TEXT SHOWN:
Sunlight and Snowcaps

Blog note: Although we have no structured exercise plan, I thought it may be interesting to record the weekly training of my son as he prepares for his first 5K race next month. That information appears at the end of today’s post, and will be updated after workouts as necessary.

Now for our regularly scheduled post…

As I may have mentioned once or twice before in this space, I’m a native Californian.

But I have spent winters in cold-weather areas before – primarily in Colorado, where I attended high school. I’ve successfully blocked out most recollections of those long, cold winters – but occasionally something will trigger memories and I’ll remember exactly how it felt to wait out the seemingly endless days until spring.

Stronger hinted at this in a comment yesterday: in the mountains, there’s a whole separate distinction between wintertime snow and spring snow. And it seems like every time you think spring has finally arrived, another storm comes along to dump several inches of snow on your head. Then the next day will be sunny again and feel like spring, aside from all the snow on the ground.

When the storms finally subside for the year, the mountains keep their snowcaps for several more months, maintaining a wintry backdrop against the warmth and new growth of late spring and early summer.

I remembered all this on Saturday while running through the Salinas Valley. Yes, the Salinas Valley in California. Believe me, I was as surprised as anybody.

ENTRIES SUPPLIED:
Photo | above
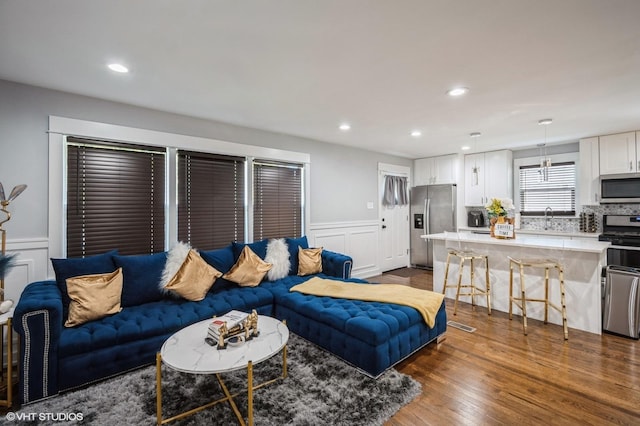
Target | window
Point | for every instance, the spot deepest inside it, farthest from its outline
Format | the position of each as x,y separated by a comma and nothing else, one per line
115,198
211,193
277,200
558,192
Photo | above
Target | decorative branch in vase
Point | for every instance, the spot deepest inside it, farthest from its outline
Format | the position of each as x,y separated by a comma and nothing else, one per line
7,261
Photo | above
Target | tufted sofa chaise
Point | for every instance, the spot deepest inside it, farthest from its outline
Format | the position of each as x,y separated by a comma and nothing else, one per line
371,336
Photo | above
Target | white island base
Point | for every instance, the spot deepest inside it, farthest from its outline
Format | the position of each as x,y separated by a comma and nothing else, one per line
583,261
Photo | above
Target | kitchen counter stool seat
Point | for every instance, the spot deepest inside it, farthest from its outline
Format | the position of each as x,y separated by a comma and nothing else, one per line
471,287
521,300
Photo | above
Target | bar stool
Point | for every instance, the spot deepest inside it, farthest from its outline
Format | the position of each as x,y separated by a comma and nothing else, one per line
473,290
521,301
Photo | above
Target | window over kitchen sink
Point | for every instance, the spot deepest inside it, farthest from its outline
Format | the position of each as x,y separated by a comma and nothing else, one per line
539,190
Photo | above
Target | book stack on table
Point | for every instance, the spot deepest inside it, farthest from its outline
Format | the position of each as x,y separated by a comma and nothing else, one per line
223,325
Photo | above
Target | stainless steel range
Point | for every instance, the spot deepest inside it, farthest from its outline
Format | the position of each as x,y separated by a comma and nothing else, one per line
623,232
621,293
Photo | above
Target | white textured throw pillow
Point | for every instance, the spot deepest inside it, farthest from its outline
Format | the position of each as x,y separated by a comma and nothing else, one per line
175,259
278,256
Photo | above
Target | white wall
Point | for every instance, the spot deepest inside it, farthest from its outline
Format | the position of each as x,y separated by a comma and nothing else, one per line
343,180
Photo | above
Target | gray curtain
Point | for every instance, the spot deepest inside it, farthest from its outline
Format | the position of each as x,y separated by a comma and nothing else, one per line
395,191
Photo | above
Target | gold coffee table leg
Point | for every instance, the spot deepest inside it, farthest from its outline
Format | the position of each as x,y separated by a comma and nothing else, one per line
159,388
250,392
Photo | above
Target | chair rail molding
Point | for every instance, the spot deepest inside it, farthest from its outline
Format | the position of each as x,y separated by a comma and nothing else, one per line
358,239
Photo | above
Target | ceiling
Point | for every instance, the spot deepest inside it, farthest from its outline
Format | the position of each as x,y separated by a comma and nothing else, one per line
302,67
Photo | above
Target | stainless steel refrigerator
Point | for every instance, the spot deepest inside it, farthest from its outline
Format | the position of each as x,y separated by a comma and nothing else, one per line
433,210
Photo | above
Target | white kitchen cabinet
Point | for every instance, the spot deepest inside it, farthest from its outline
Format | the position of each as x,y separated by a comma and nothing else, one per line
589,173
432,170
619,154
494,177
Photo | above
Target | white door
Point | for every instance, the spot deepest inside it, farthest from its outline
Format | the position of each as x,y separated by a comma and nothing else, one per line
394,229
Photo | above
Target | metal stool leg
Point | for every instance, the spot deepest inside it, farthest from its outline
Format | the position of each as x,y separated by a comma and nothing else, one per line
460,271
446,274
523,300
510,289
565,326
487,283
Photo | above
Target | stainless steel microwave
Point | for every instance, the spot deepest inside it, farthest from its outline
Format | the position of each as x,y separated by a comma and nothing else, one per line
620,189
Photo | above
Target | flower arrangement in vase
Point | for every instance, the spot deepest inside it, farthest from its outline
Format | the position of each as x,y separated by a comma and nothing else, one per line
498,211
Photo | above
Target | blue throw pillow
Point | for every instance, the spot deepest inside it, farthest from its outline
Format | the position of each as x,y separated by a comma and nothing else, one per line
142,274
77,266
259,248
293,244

TASKS FOR THIS EXERCISE:
**a.** Reproduce the passage of the running-blog text from "Stronger hinted at" to "surprised as anybody.", word for word.
**b.** Write the next part of the running-blog text, beginning right after its final sentence.

REPLIES:
**a.**
Stronger hinted at this in a comment yesterday: in the mountains, there’s a whole separate distinction between wintertime snow and spring snow. And it seems like every time you think spring has finally arrived, another storm comes along to dump several inches of snow on your head. Then the next day will be sunny again and feel like spring, aside from all the snow on the ground.

When the storms finally subside for the year, the mountains keep their snowcaps for several more months, maintaining a wintry backdrop against the warmth and new growth of late spring and early summer.

I remembered all this on Saturday while running through the Salinas Valley. Yes, the Salinas Valley in California. Believe me, I was as surprised as anybody.

**b.**
The agricultural valley is framed by two long mountain ranges: the Santa Lucias to the west, and the Gabilans to the east. In between lies 4000 square miles of rich farmland often referred to as the “salad bowl of the world.”

I work in Salinas, and occasionally run through the lettuce and strawberry fields during my lunch break. It’s a nice backup plan in case I’m too lazy to roll out of bed in the morning, as has been the case for the past few days.

Like I said, we’ve had crazy weather here lately, with snow falling in Carmel Valley and other areas of Monterey County. The result is that both mountain ranges were covered with a thick layer of snow that stayed in place during the day, thanks to the cool arctic air mass that settled in for the week.

To clarify one point: when I use the term “mountains”, it’s a very loose definition. The highest point in Monterey County is 5600’ above sea level. The highest points above the Salinas Valley - Fremont Peak in the Gabilan Range, and Mount Toro in the Santa Lucias – are approximately 3200’ high. Out here they enjoy “big fish in a small pond” status, but if you lived in a true mountainous area, you would call them mere foothills.

But here’s the thing: the Gabilans actually look like high mountains. They’re angular and
layered and stand prominently over the fertile valley below. Mt Toro (pictured) is barren of trees at the top, reminiscent of a mountain peak that juts above timberline. And when these hills are covered with snow, you would never guess they were located just 15 miles from the Pacific Ocean.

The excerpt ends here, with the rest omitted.